- _What you need to do_
Beginning at the line containing "mark: stone dome", output every line to the end of the data below exactly as it appears.
+++ Listing +++
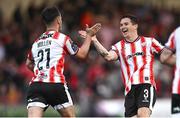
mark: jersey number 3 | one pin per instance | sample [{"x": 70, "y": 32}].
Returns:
[{"x": 43, "y": 58}]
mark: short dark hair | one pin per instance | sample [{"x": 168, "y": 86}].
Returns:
[
  {"x": 49, "y": 14},
  {"x": 133, "y": 18}
]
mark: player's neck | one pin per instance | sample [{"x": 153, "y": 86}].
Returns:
[
  {"x": 132, "y": 38},
  {"x": 52, "y": 29}
]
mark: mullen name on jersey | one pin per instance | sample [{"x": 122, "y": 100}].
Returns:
[{"x": 44, "y": 43}]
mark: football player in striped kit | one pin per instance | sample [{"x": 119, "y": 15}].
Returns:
[
  {"x": 46, "y": 59},
  {"x": 136, "y": 56},
  {"x": 173, "y": 43}
]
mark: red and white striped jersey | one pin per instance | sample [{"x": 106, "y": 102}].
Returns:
[
  {"x": 48, "y": 53},
  {"x": 174, "y": 44},
  {"x": 136, "y": 60}
]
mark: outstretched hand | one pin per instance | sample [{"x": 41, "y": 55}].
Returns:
[
  {"x": 90, "y": 31},
  {"x": 93, "y": 30}
]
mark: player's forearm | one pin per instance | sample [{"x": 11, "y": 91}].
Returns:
[
  {"x": 171, "y": 60},
  {"x": 83, "y": 50},
  {"x": 102, "y": 51},
  {"x": 30, "y": 65},
  {"x": 167, "y": 57}
]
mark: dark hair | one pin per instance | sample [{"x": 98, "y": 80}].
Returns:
[
  {"x": 133, "y": 18},
  {"x": 49, "y": 14}
]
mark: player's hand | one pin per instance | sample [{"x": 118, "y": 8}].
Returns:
[
  {"x": 82, "y": 34},
  {"x": 93, "y": 30}
]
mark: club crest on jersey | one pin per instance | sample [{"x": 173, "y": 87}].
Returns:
[{"x": 135, "y": 54}]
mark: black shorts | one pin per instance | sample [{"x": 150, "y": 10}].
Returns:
[
  {"x": 45, "y": 94},
  {"x": 142, "y": 95},
  {"x": 175, "y": 108}
]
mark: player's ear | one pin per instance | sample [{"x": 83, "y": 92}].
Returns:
[{"x": 58, "y": 19}]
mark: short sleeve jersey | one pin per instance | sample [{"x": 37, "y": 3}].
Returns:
[
  {"x": 136, "y": 60},
  {"x": 174, "y": 44}
]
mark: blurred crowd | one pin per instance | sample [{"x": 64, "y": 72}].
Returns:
[{"x": 89, "y": 80}]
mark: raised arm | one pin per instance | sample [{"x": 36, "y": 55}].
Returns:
[
  {"x": 30, "y": 64},
  {"x": 167, "y": 57}
]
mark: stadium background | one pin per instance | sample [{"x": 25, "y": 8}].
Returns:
[{"x": 95, "y": 85}]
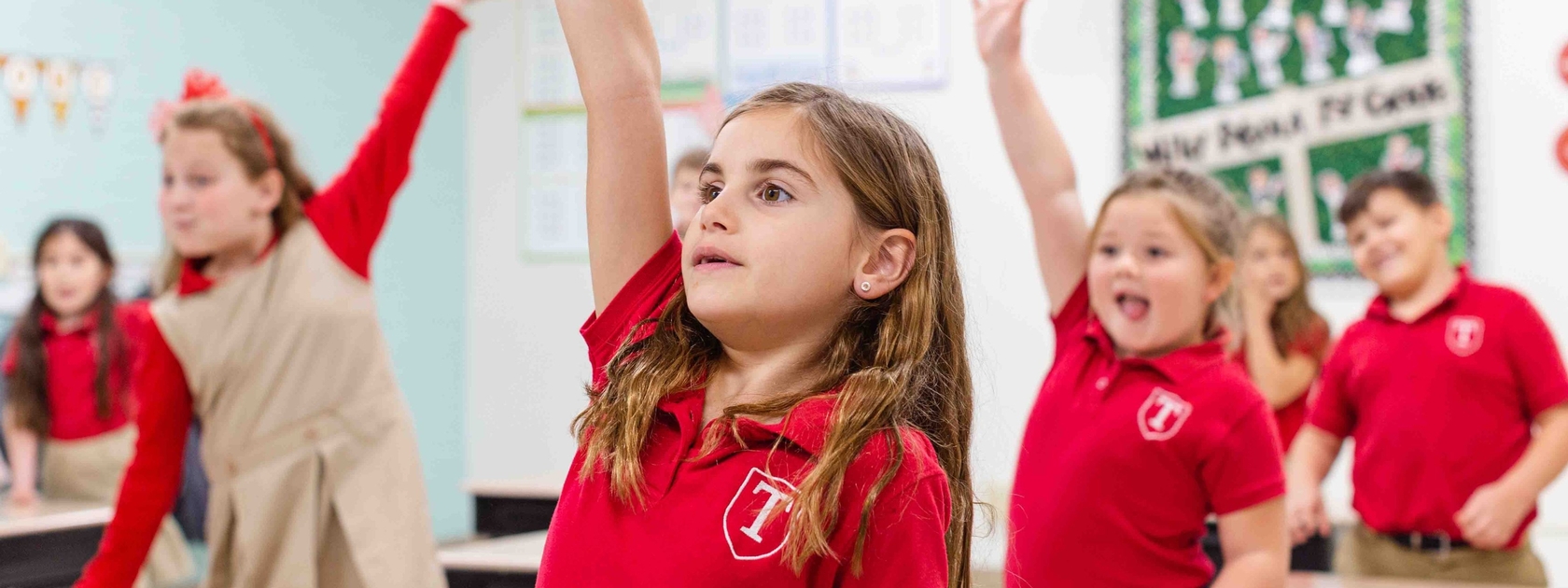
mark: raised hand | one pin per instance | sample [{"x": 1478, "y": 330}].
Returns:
[
  {"x": 1491, "y": 514},
  {"x": 1000, "y": 29}
]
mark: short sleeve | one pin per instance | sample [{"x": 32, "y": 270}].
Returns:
[
  {"x": 1242, "y": 468},
  {"x": 1535, "y": 359},
  {"x": 643, "y": 297},
  {"x": 908, "y": 539},
  {"x": 1333, "y": 410}
]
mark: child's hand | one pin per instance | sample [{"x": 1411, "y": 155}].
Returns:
[
  {"x": 1305, "y": 514},
  {"x": 998, "y": 29},
  {"x": 1254, "y": 301},
  {"x": 1491, "y": 514}
]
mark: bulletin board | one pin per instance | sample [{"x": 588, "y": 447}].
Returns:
[
  {"x": 1288, "y": 101},
  {"x": 714, "y": 53}
]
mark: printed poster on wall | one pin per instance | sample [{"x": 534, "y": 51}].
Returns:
[
  {"x": 891, "y": 44},
  {"x": 1288, "y": 101},
  {"x": 772, "y": 41}
]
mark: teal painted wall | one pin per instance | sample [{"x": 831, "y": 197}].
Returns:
[{"x": 322, "y": 66}]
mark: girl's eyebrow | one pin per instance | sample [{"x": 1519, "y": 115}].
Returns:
[{"x": 763, "y": 166}]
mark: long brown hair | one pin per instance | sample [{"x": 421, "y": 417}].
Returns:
[
  {"x": 1205, "y": 212},
  {"x": 231, "y": 118},
  {"x": 897, "y": 361},
  {"x": 29, "y": 385},
  {"x": 1294, "y": 314}
]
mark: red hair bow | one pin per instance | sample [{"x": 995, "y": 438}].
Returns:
[{"x": 201, "y": 85}]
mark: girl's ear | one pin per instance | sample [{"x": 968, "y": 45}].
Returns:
[
  {"x": 887, "y": 265},
  {"x": 269, "y": 191},
  {"x": 1220, "y": 274}
]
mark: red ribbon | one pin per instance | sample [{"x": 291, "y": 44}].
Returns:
[{"x": 204, "y": 87}]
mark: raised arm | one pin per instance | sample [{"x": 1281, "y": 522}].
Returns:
[
  {"x": 352, "y": 210},
  {"x": 152, "y": 480},
  {"x": 1037, "y": 151},
  {"x": 617, "y": 59}
]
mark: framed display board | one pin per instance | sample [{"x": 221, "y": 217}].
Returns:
[{"x": 1288, "y": 101}]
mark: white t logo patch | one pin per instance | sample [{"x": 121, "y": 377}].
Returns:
[
  {"x": 1464, "y": 334},
  {"x": 1162, "y": 414},
  {"x": 751, "y": 527}
]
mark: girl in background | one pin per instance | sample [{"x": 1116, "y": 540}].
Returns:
[
  {"x": 1141, "y": 428},
  {"x": 68, "y": 372},
  {"x": 269, "y": 334}
]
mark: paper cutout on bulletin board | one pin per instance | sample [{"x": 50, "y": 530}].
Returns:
[
  {"x": 687, "y": 34},
  {"x": 59, "y": 80},
  {"x": 98, "y": 88},
  {"x": 891, "y": 44},
  {"x": 553, "y": 207},
  {"x": 60, "y": 85},
  {"x": 549, "y": 82},
  {"x": 772, "y": 41},
  {"x": 21, "y": 82},
  {"x": 1562, "y": 149},
  {"x": 1562, "y": 64}
]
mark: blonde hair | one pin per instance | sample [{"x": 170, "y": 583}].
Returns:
[
  {"x": 897, "y": 361},
  {"x": 1205, "y": 212},
  {"x": 232, "y": 119}
]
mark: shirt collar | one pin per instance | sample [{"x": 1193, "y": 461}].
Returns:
[
  {"x": 50, "y": 323},
  {"x": 805, "y": 426},
  {"x": 1176, "y": 366},
  {"x": 1380, "y": 304},
  {"x": 193, "y": 281}
]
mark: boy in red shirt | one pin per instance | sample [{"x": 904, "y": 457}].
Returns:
[{"x": 1440, "y": 385}]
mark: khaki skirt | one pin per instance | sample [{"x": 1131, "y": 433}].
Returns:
[{"x": 91, "y": 469}]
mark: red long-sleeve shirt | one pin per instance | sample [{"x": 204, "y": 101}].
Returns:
[{"x": 350, "y": 214}]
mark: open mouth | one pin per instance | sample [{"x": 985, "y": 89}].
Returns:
[
  {"x": 1132, "y": 306},
  {"x": 709, "y": 258}
]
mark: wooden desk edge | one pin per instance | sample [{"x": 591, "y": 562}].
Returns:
[{"x": 57, "y": 523}]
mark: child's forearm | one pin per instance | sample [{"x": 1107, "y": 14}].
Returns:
[
  {"x": 1545, "y": 456},
  {"x": 1311, "y": 455},
  {"x": 22, "y": 445},
  {"x": 1256, "y": 569}
]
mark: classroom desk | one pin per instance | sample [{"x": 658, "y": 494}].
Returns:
[
  {"x": 46, "y": 546},
  {"x": 510, "y": 507},
  {"x": 1323, "y": 581},
  {"x": 510, "y": 562}
]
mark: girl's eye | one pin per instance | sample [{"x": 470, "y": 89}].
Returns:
[
  {"x": 707, "y": 193},
  {"x": 772, "y": 193}
]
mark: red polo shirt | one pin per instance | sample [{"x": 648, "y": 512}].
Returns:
[
  {"x": 1441, "y": 405},
  {"x": 1311, "y": 343},
  {"x": 707, "y": 514},
  {"x": 71, "y": 357},
  {"x": 1125, "y": 458}
]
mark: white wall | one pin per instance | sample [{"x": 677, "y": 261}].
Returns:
[{"x": 527, "y": 362}]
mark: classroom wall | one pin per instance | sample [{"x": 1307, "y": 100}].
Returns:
[
  {"x": 322, "y": 66},
  {"x": 527, "y": 364}
]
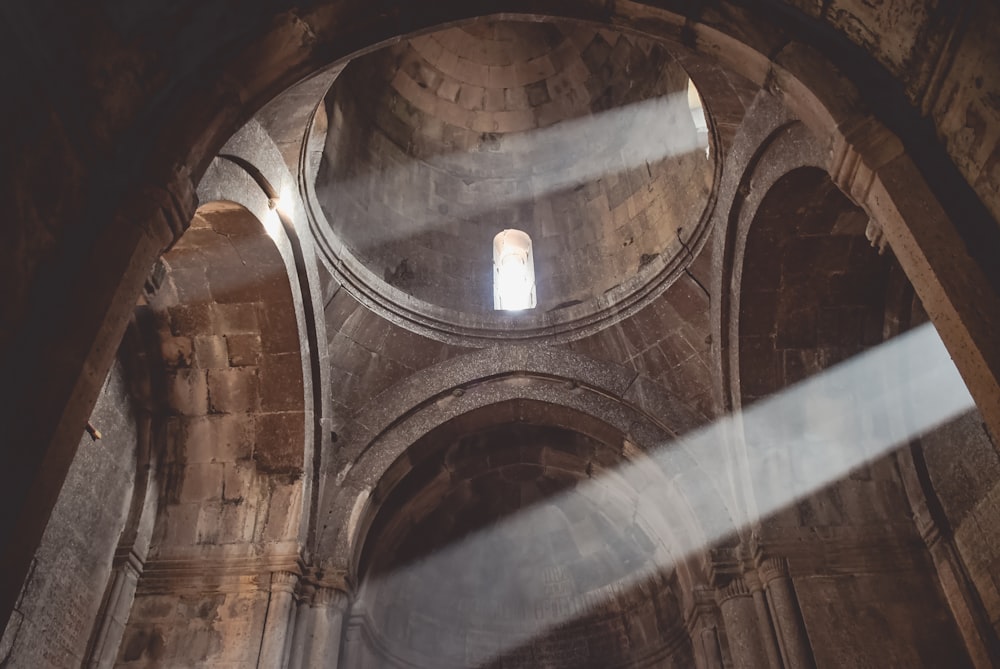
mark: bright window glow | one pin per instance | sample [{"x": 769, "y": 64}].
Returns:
[
  {"x": 698, "y": 115},
  {"x": 513, "y": 271}
]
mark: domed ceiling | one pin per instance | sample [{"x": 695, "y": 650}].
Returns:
[
  {"x": 548, "y": 592},
  {"x": 584, "y": 139}
]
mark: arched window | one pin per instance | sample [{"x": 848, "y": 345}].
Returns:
[{"x": 513, "y": 271}]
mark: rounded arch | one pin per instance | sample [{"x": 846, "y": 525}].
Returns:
[
  {"x": 236, "y": 445},
  {"x": 520, "y": 534},
  {"x": 152, "y": 185},
  {"x": 578, "y": 393}
]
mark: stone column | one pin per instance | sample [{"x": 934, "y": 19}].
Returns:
[
  {"x": 785, "y": 614},
  {"x": 764, "y": 623},
  {"x": 298, "y": 651},
  {"x": 276, "y": 624},
  {"x": 328, "y": 608},
  {"x": 739, "y": 614},
  {"x": 125, "y": 577},
  {"x": 702, "y": 624},
  {"x": 710, "y": 648}
]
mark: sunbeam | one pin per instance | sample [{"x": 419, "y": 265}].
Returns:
[{"x": 797, "y": 441}]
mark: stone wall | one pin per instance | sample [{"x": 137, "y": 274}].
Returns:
[{"x": 59, "y": 605}]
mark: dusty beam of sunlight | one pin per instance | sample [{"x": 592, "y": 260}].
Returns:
[{"x": 791, "y": 445}]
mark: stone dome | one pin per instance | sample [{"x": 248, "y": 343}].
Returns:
[{"x": 582, "y": 138}]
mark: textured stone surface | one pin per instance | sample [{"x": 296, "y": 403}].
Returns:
[
  {"x": 59, "y": 604},
  {"x": 117, "y": 113}
]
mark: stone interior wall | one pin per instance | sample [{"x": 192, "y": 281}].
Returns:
[
  {"x": 516, "y": 581},
  {"x": 423, "y": 169},
  {"x": 234, "y": 434},
  {"x": 814, "y": 293},
  {"x": 60, "y": 601}
]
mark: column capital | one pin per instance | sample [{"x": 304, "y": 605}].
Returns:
[
  {"x": 324, "y": 596},
  {"x": 284, "y": 581},
  {"x": 736, "y": 587},
  {"x": 771, "y": 568}
]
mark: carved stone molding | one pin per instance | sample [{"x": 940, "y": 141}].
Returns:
[
  {"x": 861, "y": 148},
  {"x": 772, "y": 568},
  {"x": 330, "y": 597},
  {"x": 284, "y": 581},
  {"x": 737, "y": 587}
]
+++
- _Task result_
mark: stone dome | one pin per instance | sample [{"x": 248, "y": 343}].
Returns:
[{"x": 582, "y": 138}]
mark: textured stone surface | one pin per instance | sample [{"x": 296, "y": 403}].
Returns:
[
  {"x": 59, "y": 604},
  {"x": 117, "y": 113}
]
mark: stone interior wall | one pin per instance | sample [{"x": 192, "y": 281}].
Returns:
[
  {"x": 516, "y": 581},
  {"x": 423, "y": 169},
  {"x": 234, "y": 434},
  {"x": 814, "y": 293},
  {"x": 60, "y": 601}
]
mark: column capital | one pin per instance | sample [{"x": 304, "y": 605}].
Returns:
[
  {"x": 324, "y": 596},
  {"x": 284, "y": 581},
  {"x": 736, "y": 587},
  {"x": 771, "y": 568}
]
mark: carved stone molding | one pin per instance | sample [{"x": 940, "y": 141}].
Returns:
[
  {"x": 861, "y": 148},
  {"x": 772, "y": 568},
  {"x": 330, "y": 597},
  {"x": 284, "y": 581},
  {"x": 737, "y": 587}
]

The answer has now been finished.